Task item ->
Please write out each entry below exactly as it appears.

######

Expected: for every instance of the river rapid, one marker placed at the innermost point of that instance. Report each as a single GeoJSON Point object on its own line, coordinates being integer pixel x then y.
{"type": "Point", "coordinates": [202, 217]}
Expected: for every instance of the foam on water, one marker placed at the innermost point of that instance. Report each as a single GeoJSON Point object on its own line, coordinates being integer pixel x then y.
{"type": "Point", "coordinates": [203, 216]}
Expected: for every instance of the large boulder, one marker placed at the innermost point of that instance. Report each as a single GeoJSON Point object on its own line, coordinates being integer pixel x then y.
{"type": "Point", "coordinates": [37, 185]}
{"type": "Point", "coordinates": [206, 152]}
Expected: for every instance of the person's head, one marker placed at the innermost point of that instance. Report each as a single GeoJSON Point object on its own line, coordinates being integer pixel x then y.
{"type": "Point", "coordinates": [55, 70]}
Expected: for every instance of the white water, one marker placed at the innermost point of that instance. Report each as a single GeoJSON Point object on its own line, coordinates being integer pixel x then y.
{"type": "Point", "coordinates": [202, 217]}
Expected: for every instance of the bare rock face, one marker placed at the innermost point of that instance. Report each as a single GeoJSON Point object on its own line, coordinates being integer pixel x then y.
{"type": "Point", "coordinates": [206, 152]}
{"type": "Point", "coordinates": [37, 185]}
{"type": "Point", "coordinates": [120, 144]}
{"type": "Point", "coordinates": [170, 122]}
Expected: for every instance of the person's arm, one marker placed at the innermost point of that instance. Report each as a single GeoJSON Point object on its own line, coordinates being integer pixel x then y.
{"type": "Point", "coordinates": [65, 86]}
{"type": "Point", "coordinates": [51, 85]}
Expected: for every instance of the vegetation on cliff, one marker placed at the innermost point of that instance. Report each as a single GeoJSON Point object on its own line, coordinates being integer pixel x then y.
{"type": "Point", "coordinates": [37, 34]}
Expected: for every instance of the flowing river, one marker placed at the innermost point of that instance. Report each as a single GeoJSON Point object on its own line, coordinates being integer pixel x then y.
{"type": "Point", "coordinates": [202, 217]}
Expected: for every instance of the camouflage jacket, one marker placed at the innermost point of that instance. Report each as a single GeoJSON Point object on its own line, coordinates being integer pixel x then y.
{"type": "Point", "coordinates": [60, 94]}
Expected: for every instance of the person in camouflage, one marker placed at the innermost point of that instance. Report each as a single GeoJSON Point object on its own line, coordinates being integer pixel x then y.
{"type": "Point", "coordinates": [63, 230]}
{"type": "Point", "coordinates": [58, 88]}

######

Answer box ->
Expected: for every instance of the river rapid, one marker placed at the innermost point of that instance. Report each as a single GeoJSON Point object on its own line, coordinates being integer pixel x then y.
{"type": "Point", "coordinates": [202, 217]}
Expected: for every instance of the foam on water, one marker placed at the innermost point of that instance. Report each as a single GeoJSON Point object on its own line, coordinates being integer pixel x then y.
{"type": "Point", "coordinates": [203, 216]}
Expected: for every instance of the large boulder, one marker placed at the innermost point of that instance. Report each as a single GeoJSON Point object on its own line, coordinates being integer pixel x then y.
{"type": "Point", "coordinates": [37, 185]}
{"type": "Point", "coordinates": [206, 152]}
Expected: for every instance of the person's head, one marker placed at the innermost point of that instance. Report each as a single GeoJSON Point object on its own line, coordinates being integer pixel x then y.
{"type": "Point", "coordinates": [55, 70]}
Expected: for every instance of the white water, one marker placed at the innermost point of that instance. Report each as a single GeoJSON Point object on its own line, coordinates being integer pixel x then y.
{"type": "Point", "coordinates": [202, 217]}
Expected: for every instance of the bare rock face, one marker placed at the innermost point of that instance. Report each as a single GeoJSON Point object on its own line, coordinates being integer pixel x then y.
{"type": "Point", "coordinates": [206, 152]}
{"type": "Point", "coordinates": [37, 185]}
{"type": "Point", "coordinates": [120, 144]}
{"type": "Point", "coordinates": [170, 122]}
Expected: for every instance of the person's arm, one marker placed at the innermost point of that instance. Report each as a single GeoJSON Point object on its own line, coordinates being integer pixel x then y.
{"type": "Point", "coordinates": [65, 86]}
{"type": "Point", "coordinates": [51, 85]}
Expected: for every instance of the vegetation on cliff, one marker placed at the innermost point of that instance. Report each as a single GeoJSON Point object on its own line, coordinates being integer pixel x then y.
{"type": "Point", "coordinates": [37, 34]}
Expected: for every instance of the flowing river, one marker placed at the innermost point of that instance. Report each as a single GeoJSON Point object on its own line, coordinates being integer pixel x then y.
{"type": "Point", "coordinates": [202, 217]}
Expected: for every instance of the camouflage jacket, one marker placed at the innermost point of that instance. Report each as a single GeoJSON Point object on its own line, coordinates being integer pixel x then y.
{"type": "Point", "coordinates": [60, 94]}
Expected: for every instance of the person in camouflage, one marker placed at the innermost point of that instance. Report each as a single GeoJSON Point object on its own line, coordinates being integer pixel x then y.
{"type": "Point", "coordinates": [63, 230]}
{"type": "Point", "coordinates": [58, 88]}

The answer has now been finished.